* EXERCISE INSTRUCTIONS *
Every record below is to be restated word for word.

* SOURCE MATERIAL *
►

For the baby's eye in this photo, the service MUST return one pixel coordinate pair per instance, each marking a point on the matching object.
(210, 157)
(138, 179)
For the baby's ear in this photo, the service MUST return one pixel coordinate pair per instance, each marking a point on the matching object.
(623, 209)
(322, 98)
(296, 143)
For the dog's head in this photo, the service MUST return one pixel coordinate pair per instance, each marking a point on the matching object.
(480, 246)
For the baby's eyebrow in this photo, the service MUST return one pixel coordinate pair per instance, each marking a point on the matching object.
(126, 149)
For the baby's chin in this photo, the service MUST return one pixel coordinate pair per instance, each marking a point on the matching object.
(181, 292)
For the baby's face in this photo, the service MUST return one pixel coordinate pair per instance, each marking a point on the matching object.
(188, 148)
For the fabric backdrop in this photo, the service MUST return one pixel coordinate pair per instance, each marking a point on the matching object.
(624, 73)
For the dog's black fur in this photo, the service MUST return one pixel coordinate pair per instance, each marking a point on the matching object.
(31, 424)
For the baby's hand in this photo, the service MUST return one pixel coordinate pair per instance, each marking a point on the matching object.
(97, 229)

◄

* REPLY *
For the baby's eye in this photo, the service MUST return one pixel coordinate pair per instance, each marking a point on the matching object.
(210, 157)
(138, 179)
For the baby's ear in this photo, the service MUST return one pixel coordinate pair per instance, each marking a point on the matching object.
(623, 209)
(322, 98)
(296, 143)
For the dog's head in this photo, the service MUST return one pixel coordinate pair per instance, each marking a point on the matching object.
(480, 246)
For the baby's eyebrow in this photo, the service MUST return one pixel coordinate pair per instance, each marking a point on the matching object.
(126, 149)
For the baby's chin in this photo, the service MUST return one pixel coordinate pair per instance, each marking a point on the matching object.
(181, 292)
For the baby's face in this photo, the service MUST return one pixel coordinate pair per instance, each marking a point on the matching object.
(188, 148)
For the fabric backdrop in this photo, the service MUST return one pixel coordinate pair per instance, each marking a point on the matching object.
(624, 73)
For the dog's black fur in this photo, the service MUST return one pixel coordinate pair per instance, each marking a point on the matching object.
(31, 424)
For the baby's hand in this photo, the service MUST return one pixel coordinate pair per instance, each marking a point on the matching object.
(97, 229)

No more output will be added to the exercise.